Please write out every line of the records below as a JSON list of strings, with one string per line and blank lines left out.

* start Input data *

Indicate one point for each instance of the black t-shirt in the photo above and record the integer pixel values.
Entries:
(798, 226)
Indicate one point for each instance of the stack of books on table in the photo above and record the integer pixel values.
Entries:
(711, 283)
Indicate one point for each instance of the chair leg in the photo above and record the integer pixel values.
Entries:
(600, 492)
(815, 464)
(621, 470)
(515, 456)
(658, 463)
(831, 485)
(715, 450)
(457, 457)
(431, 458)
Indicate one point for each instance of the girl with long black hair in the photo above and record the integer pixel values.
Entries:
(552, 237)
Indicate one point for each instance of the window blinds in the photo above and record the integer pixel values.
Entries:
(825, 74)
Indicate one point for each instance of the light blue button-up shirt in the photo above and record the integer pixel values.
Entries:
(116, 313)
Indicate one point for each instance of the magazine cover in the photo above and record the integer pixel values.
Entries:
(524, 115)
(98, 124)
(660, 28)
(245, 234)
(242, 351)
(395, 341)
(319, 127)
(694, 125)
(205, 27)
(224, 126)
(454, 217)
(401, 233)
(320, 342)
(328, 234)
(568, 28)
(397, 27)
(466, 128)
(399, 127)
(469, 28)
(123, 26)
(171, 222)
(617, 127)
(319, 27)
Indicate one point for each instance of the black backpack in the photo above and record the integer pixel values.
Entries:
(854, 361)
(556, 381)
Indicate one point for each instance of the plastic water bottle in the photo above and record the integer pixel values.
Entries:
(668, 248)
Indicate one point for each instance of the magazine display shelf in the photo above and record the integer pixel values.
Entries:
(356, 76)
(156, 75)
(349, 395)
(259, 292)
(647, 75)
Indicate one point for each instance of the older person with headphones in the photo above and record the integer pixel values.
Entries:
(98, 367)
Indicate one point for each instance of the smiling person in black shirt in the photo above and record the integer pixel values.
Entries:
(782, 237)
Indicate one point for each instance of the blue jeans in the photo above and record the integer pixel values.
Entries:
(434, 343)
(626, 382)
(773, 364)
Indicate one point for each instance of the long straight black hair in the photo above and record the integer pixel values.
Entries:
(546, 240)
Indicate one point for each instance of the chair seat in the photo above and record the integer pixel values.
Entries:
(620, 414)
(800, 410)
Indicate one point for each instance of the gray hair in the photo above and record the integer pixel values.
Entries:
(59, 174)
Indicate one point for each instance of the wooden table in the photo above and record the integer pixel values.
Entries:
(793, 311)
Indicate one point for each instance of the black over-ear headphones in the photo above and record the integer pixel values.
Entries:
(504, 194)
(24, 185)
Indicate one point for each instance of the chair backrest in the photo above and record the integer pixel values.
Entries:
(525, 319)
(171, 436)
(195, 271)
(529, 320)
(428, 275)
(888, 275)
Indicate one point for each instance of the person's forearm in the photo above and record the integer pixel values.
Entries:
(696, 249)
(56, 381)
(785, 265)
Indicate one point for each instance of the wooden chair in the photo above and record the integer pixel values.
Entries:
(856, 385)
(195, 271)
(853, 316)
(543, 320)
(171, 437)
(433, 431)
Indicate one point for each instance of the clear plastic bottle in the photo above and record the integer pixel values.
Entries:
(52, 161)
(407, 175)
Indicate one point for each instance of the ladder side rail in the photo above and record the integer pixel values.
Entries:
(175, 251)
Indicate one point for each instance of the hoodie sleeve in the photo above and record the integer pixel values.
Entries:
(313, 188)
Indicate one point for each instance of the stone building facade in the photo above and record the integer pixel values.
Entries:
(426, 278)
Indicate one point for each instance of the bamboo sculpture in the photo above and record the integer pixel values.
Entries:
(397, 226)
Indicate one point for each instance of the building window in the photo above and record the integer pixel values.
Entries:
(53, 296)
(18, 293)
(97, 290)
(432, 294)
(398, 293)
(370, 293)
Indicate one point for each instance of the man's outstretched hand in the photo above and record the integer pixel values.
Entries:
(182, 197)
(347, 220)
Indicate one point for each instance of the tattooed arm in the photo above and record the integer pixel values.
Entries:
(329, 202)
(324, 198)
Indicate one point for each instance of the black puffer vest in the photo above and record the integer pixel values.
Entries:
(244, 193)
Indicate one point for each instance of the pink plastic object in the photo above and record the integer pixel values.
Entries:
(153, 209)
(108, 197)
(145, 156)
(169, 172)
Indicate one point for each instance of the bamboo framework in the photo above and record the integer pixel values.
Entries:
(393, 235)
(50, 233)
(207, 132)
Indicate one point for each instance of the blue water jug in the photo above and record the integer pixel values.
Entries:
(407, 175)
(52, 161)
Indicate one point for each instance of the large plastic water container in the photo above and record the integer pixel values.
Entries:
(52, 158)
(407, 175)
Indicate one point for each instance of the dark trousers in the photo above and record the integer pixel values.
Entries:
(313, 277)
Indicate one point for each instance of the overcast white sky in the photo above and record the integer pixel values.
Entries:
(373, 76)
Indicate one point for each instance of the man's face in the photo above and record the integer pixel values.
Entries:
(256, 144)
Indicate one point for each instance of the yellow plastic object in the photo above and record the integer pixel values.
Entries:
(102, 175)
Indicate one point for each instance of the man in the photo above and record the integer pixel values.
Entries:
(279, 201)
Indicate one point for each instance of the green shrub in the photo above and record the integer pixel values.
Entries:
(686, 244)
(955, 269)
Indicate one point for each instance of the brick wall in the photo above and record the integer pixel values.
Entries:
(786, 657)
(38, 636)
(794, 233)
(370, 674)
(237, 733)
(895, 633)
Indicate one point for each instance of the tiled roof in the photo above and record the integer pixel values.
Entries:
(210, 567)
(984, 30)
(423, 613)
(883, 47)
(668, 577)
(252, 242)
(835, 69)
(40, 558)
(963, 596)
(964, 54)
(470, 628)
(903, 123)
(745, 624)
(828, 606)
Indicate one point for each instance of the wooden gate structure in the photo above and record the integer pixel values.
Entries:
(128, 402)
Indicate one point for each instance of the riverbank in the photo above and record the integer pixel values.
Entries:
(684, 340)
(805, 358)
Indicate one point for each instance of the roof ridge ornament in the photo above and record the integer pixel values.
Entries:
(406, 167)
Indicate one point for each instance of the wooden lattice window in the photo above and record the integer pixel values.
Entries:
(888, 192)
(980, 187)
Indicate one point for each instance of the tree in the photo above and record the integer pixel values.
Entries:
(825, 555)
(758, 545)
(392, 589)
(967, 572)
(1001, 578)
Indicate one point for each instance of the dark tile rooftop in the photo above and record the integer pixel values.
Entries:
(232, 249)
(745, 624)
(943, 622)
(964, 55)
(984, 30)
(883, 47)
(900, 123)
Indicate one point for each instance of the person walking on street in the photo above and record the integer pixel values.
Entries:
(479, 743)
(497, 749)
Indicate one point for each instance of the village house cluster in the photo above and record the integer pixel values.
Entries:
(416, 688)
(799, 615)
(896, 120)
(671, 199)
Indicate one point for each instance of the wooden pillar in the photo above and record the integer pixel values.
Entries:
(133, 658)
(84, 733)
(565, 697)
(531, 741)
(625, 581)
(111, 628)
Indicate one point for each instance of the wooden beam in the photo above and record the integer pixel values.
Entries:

* end Input data *

### The reply:
[
  "Indicate one point for each instance of the black t-shirt in the photo above and record the integer pixel values.",
  "Entries:",
  "(798, 226)",
  "Indicate one point for each instance of the stack of books on table in the photo above and record the integer pixel values.",
  "Entries:",
  "(711, 283)",
  "Indicate one point for each instance of the chair leg in the photo above and record the integer pixel values.",
  "Entries:",
  "(600, 492)",
  "(815, 464)",
  "(621, 470)",
  "(515, 456)",
  "(658, 463)",
  "(831, 485)",
  "(715, 450)",
  "(457, 457)",
  "(431, 458)",
  "Indicate one point for each instance of the girl with long black hair in the photo above and record the integer pixel values.",
  "Entries:",
  "(552, 237)",
  "Indicate one point for each instance of the window blinds in the photo above and record the integer pixel values.",
  "Entries:",
  "(825, 74)",
  "Indicate one point for each instance of the light blue button-up shirt in the photo above and record the integer pixel values.",
  "Entries:",
  "(116, 313)",
  "Indicate one point for each instance of the magazine cover in the photo above and record the integer pixel values.",
  "Entries:",
  "(524, 115)",
  "(98, 124)",
  "(660, 28)",
  "(245, 234)",
  "(242, 351)",
  "(395, 341)",
  "(319, 127)",
  "(694, 125)",
  "(205, 27)",
  "(224, 126)",
  "(454, 217)",
  "(401, 233)",
  "(320, 342)",
  "(328, 234)",
  "(568, 28)",
  "(397, 27)",
  "(466, 128)",
  "(399, 127)",
  "(469, 28)",
  "(123, 26)",
  "(171, 222)",
  "(617, 127)",
  "(319, 27)",
  "Indicate one point for each instance of the black backpack in the photo above and record the integer pixel values.",
  "Entries:",
  "(854, 361)",
  "(556, 381)",
  "Indicate one point for each instance of the plastic water bottle in the photo above and record the integer pixel values.",
  "Entries:",
  "(668, 248)",
  "Indicate one point for each instance of the magazine display shelf in the photo above and record the integer pixel values.",
  "Entries:",
  "(356, 76)",
  "(156, 75)",
  "(349, 395)",
  "(259, 292)",
  "(647, 75)",
  "Indicate one point for each instance of the older person with headphones in the photo above and record the integer pixel values.",
  "Entries:",
  "(98, 367)",
  "Indicate one point for each instance of the smiling person in black shirt in the photo above and record the integer pixel values.",
  "Entries:",
  "(782, 237)",
  "Indicate one point for each instance of the blue jeans in the photo above and record the integer pixel values.",
  "Entries:",
  "(434, 343)",
  "(626, 382)",
  "(773, 364)",
  "Indicate one point for each instance of the long straight black hair in the photo above and record the integer pixel values.",
  "Entries:",
  "(546, 240)",
  "Indicate one point for each instance of the chair seat in the photo above and record the integer pixel values.",
  "Entries:",
  "(620, 414)",
  "(800, 410)",
  "Indicate one point for each instance of the gray hair in the photo above and record the integer pixel values.",
  "Entries:",
  "(59, 174)",
  "Indicate one point for each instance of the wooden table in the photo above and record the integer pixel values.",
  "Entries:",
  "(793, 311)",
  "Indicate one point for each instance of the black over-ear headphones in the photo above and record the integer pixel values.",
  "Entries:",
  "(504, 194)",
  "(24, 185)",
  "Indicate one point for each instance of the chair backrest in the photo above and record the integer pixel values.",
  "Entries:",
  "(525, 319)",
  "(171, 436)",
  "(195, 271)",
  "(529, 320)",
  "(428, 275)",
  "(888, 275)",
  "Indicate one point for each instance of the person's forearm in the photo above and record the integer pixel values.",
  "Entries:",
  "(696, 249)",
  "(56, 381)",
  "(785, 265)",
  "Indicate one point for each instance of the wooden chair in the photo above and record the integer pixel values.",
  "Entries:",
  "(856, 385)",
  "(195, 271)",
  "(853, 316)",
  "(543, 320)",
  "(171, 437)",
  "(433, 431)",
  "Indicate one point for each instance of the clear plastic bottle in the photo above and record the integer pixel values.",
  "Entries:",
  "(52, 161)",
  "(407, 175)",
  "Indicate one point for each instance of the ladder side rail in the photo above and record the integer pixel values.",
  "Entries:",
  "(175, 251)",
  "Indicate one point for each instance of the hoodie sleeve in the photo above and record the integer pixel values.",
  "Entries:",
  "(313, 188)",
  "Indicate one point for each instance of the stone building facade in the photo above and record the integer pixel values.",
  "Entries:",
  "(426, 278)",
  "Indicate one point for each instance of the bamboo sculpture in the photo above and record the integer pixel values.",
  "Entries:",
  "(397, 226)",
  "Indicate one point for each instance of the building window in the photo above and record the integer pixel values.",
  "Entries:",
  "(53, 296)",
  "(18, 293)",
  "(97, 290)",
  "(432, 294)",
  "(398, 293)",
  "(370, 293)",
  "Indicate one point for each instance of the man's outstretched hand in the photo above and record the integer pixel values.",
  "Entries:",
  "(182, 197)",
  "(347, 220)",
  "Indicate one point for each instance of the tattooed arm in the photo above and record the integer pixel values.",
  "Entries:",
  "(329, 202)",
  "(324, 198)",
  "Indicate one point for each instance of the black puffer vest in the photo above and record the integer pixel values.",
  "Entries:",
  "(244, 193)",
  "Indicate one point for each instance of the pink plastic object in the photo above and record the integer pixel values.",
  "Entries:",
  "(153, 209)",
  "(108, 197)",
  "(145, 156)",
  "(169, 172)",
  "Indicate one point for each instance of the bamboo framework in the photo above and record the integer pixel values.",
  "Entries:",
  "(393, 235)",
  "(50, 233)",
  "(207, 132)",
  "Indicate one point for each instance of the blue water jug in the photo above and record the integer pixel values.",
  "Entries:",
  "(407, 175)",
  "(52, 161)",
  "Indicate one point for each instance of the large plastic water container in the photo above and record the integer pixel values.",
  "Entries:",
  "(52, 158)",
  "(407, 175)",
  "Indicate one point for each instance of the dark trousers in the photo above and record the integer pixel values.",
  "Entries:",
  "(313, 277)",
  "Indicate one point for each instance of the overcast white sky in the photo above and record the integer pixel values.",
  "Entries:",
  "(373, 76)",
  "Indicate one point for each instance of the man's face in the photo above and record the integer pixel values.",
  "Entries:",
  "(256, 144)",
  "Indicate one point for each instance of the yellow plastic object in the photo above and record the integer pixel values.",
  "Entries:",
  "(102, 175)",
  "Indicate one point for each instance of the man in the photo above and record the integer pixel values.",
  "Entries:",
  "(279, 201)",
  "Indicate one point for each instance of the green shrub in the photo above and record the integer pixel values.",
  "Entries:",
  "(686, 244)",
  "(955, 269)",
  "Indicate one point for each instance of the brick wall in the photo above and record the integer pixel values.",
  "Entries:",
  "(786, 657)",
  "(38, 636)",
  "(794, 233)",
  "(370, 674)",
  "(237, 733)",
  "(895, 633)",
  "Indicate one point for each instance of the tiled roof in the photo above and record the integer pixel values.",
  "Entries:",
  "(210, 567)",
  "(984, 30)",
  "(423, 613)",
  "(883, 47)",
  "(668, 577)",
  "(252, 242)",
  "(835, 69)",
  "(40, 558)",
  "(963, 596)",
  "(964, 54)",
  "(470, 628)",
  "(903, 123)",
  "(745, 624)",
  "(828, 606)",
  "Indicate one point for each instance of the wooden gate structure in the photo above and record the integer pixel values.",
  "Entries:",
  "(128, 402)",
  "Indicate one point for each instance of the riverbank in the photo above and record the integer pixel values.",
  "Entries:",
  "(684, 340)",
  "(805, 358)",
  "Indicate one point for each instance of the roof ridge ornament in the photo above and record the integer pixel values.",
  "Entries:",
  "(406, 167)",
  "Indicate one point for each instance of the wooden lattice window in the photo above and record the integer pixel values.",
  "Entries:",
  "(888, 192)",
  "(980, 187)",
  "Indicate one point for each instance of the tree in the photo above and record the integer pixel values.",
  "Entries:",
  "(825, 555)",
  "(758, 545)",
  "(392, 589)",
  "(967, 572)",
  "(1001, 578)",
  "Indicate one point for each instance of the dark tile rooftop in the photo above and record the integer pixel values.",
  "Entries:",
  "(232, 249)",
  "(745, 624)",
  "(943, 622)",
  "(964, 55)",
  "(984, 30)",
  "(883, 47)",
  "(900, 123)",
  "Indicate one point for each instance of the person walking on street in the photo above and record the integer pixel values.",
  "Entries:",
  "(479, 743)",
  "(497, 749)",
  "Indicate one point for each instance of the village house cluster in the photo above and record the integer pixel values.",
  "Entries:",
  "(416, 688)",
  "(799, 615)",
  "(896, 120)",
  "(671, 199)",
  "Indicate one point for each instance of the wooden pillar in the photo above and record the integer pixel values.",
  "Entries:",
  "(133, 658)",
  "(84, 733)",
  "(565, 697)",
  "(531, 741)",
  "(625, 581)",
  "(111, 628)",
  "Indicate one point for each instance of the wooden beam in the photo above and record the integer pixel values.",
  "Entries:"
]